* _Prompt_
Could you copy each line of the entries that contains "below"?

Records from a dataset:
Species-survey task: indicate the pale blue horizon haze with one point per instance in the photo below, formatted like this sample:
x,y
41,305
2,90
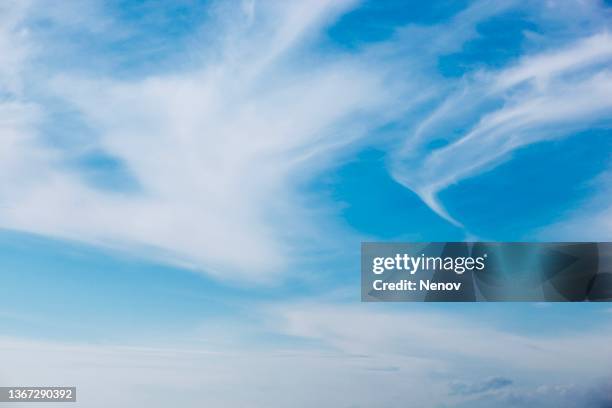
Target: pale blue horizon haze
x,y
184,187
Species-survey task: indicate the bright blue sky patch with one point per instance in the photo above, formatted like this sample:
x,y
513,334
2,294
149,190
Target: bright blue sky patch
x,y
193,180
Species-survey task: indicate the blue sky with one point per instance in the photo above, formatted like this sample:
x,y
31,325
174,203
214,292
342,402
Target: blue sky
x,y
184,186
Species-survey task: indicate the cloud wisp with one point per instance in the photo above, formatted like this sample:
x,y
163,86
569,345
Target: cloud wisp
x,y
215,149
542,97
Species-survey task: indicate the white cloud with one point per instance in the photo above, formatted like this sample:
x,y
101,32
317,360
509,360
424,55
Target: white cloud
x,y
216,146
328,355
542,97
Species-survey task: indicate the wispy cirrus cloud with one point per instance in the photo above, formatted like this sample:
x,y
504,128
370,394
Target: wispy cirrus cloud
x,y
215,146
543,97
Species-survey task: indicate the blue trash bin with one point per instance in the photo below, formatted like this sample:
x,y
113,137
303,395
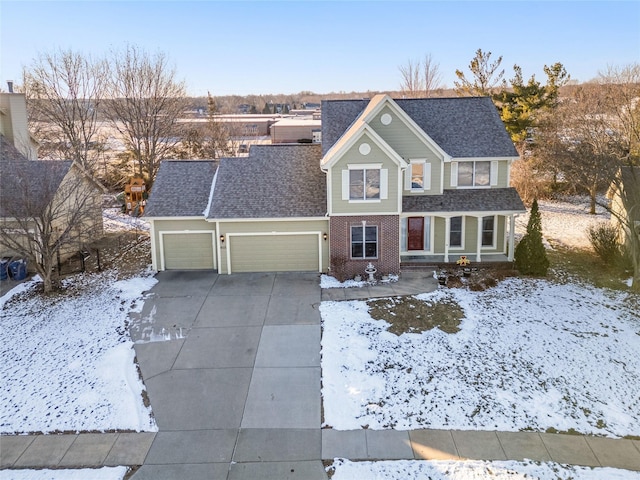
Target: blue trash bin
x,y
18,269
4,268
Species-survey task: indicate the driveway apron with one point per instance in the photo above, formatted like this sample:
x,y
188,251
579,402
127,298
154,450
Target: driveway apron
x,y
231,364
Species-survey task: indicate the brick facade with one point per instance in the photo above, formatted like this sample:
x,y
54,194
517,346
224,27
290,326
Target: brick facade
x,y
388,261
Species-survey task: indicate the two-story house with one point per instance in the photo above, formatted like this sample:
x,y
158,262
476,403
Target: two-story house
x,y
393,182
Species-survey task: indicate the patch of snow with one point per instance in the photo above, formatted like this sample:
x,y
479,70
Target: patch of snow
x,y
529,354
113,220
67,361
473,470
104,473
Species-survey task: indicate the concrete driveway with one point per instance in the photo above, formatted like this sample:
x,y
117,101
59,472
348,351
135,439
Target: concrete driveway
x,y
232,370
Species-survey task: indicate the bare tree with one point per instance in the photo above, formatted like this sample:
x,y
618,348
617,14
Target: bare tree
x,y
64,90
420,78
145,101
625,210
485,76
51,211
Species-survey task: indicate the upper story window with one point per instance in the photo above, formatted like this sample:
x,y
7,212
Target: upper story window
x,y
474,174
418,176
364,184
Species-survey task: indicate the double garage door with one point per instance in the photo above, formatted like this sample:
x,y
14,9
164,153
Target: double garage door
x,y
274,253
243,253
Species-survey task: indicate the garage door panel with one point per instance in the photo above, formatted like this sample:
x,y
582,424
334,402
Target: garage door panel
x,y
274,253
188,251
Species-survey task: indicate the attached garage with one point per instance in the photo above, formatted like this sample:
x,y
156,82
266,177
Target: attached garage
x,y
274,252
187,250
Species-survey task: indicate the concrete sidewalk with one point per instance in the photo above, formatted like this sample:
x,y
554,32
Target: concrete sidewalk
x,y
232,370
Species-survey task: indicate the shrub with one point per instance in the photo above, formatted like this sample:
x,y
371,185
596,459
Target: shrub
x,y
604,239
530,255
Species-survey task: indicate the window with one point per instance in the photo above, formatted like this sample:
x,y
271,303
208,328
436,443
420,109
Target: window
x,y
417,176
488,229
364,184
474,174
364,241
455,232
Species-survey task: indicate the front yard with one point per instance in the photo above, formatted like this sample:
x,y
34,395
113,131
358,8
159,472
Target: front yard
x,y
528,355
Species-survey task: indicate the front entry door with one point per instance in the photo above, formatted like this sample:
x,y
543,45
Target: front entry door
x,y
415,233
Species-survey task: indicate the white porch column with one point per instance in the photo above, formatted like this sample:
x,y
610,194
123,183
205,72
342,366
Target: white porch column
x,y
447,236
512,231
479,240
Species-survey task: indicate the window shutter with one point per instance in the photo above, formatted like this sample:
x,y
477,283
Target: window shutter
x,y
407,178
427,176
345,184
494,173
454,174
384,184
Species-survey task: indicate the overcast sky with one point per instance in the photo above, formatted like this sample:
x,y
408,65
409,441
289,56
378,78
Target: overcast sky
x,y
242,47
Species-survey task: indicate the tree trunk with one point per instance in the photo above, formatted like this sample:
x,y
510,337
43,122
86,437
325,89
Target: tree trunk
x,y
593,192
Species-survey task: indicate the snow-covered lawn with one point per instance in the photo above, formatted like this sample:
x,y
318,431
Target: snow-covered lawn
x,y
530,354
66,360
473,470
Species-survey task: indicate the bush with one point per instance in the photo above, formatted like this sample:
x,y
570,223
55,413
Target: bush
x,y
530,255
604,239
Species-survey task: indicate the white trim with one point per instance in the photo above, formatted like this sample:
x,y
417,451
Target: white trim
x,y
161,234
364,166
228,237
154,261
269,219
493,173
213,186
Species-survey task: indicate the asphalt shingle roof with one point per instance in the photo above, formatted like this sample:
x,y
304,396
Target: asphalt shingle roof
x,y
274,181
181,188
467,200
463,126
28,186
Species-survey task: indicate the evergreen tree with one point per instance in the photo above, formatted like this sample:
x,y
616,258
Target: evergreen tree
x,y
530,255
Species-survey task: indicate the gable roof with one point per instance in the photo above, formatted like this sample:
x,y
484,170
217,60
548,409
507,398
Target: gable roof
x,y
37,182
466,200
274,181
464,127
181,188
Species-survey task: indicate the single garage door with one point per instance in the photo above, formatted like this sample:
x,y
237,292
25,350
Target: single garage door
x,y
188,251
274,253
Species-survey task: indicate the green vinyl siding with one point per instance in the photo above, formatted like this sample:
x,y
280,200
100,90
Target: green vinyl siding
x,y
266,240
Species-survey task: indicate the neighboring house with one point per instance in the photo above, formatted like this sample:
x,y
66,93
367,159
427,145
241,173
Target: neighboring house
x,y
292,130
393,182
31,187
627,187
13,124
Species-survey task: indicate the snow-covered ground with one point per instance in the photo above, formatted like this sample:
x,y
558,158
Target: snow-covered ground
x,y
66,360
473,470
530,354
104,473
113,220
566,222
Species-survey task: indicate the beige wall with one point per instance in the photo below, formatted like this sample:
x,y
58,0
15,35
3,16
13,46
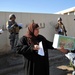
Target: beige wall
x,y
25,18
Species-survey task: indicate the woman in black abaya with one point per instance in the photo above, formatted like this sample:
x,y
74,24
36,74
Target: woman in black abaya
x,y
28,46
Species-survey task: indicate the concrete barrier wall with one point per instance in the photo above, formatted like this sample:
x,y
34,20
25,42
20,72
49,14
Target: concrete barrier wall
x,y
47,21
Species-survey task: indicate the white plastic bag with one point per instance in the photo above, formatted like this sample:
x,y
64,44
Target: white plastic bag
x,y
71,57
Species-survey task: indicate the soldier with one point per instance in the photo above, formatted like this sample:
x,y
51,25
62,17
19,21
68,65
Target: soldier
x,y
60,28
13,29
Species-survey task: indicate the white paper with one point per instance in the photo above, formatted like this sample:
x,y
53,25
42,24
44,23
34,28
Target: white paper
x,y
41,50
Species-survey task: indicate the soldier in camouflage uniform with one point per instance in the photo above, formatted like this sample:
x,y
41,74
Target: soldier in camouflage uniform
x,y
60,28
13,29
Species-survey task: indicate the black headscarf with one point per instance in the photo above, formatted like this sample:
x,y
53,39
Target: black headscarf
x,y
31,38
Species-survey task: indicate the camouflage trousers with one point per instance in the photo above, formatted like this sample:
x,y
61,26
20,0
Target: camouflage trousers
x,y
13,41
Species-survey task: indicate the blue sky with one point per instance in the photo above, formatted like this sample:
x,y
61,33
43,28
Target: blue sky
x,y
36,6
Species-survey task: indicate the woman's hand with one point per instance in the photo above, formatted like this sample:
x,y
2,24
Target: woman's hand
x,y
36,47
63,50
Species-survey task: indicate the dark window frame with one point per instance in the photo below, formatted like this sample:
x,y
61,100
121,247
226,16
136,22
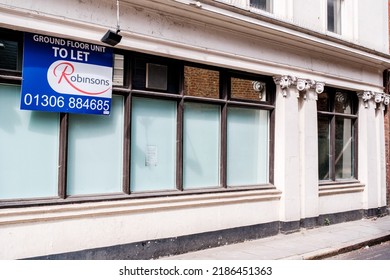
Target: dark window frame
x,y
331,114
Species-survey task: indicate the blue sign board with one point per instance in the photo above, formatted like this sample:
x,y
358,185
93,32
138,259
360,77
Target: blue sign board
x,y
62,75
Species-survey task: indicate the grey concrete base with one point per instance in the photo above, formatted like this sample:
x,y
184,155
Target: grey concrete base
x,y
153,249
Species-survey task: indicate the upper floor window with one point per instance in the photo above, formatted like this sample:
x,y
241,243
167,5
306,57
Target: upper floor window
x,y
337,127
334,16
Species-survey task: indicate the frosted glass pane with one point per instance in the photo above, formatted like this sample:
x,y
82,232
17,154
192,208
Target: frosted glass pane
x,y
153,144
28,149
201,145
95,152
247,147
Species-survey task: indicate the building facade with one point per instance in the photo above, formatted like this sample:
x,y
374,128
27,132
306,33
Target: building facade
x,y
229,120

* _Final answer_
Species-survey task: indicate the pale blue horizon haze with one point per instance in the photo below, formatted like this sample:
Species-survey task: indicate the blue trash bin with one point per instance in the photo below, formatted like this sample:
Species-survey task: indicate the beige wall with one point per instance in the photo below, formatted like this sample:
Species-survey task: indicate the dark window frame with one point per instance in the photo below, formatted like this sample:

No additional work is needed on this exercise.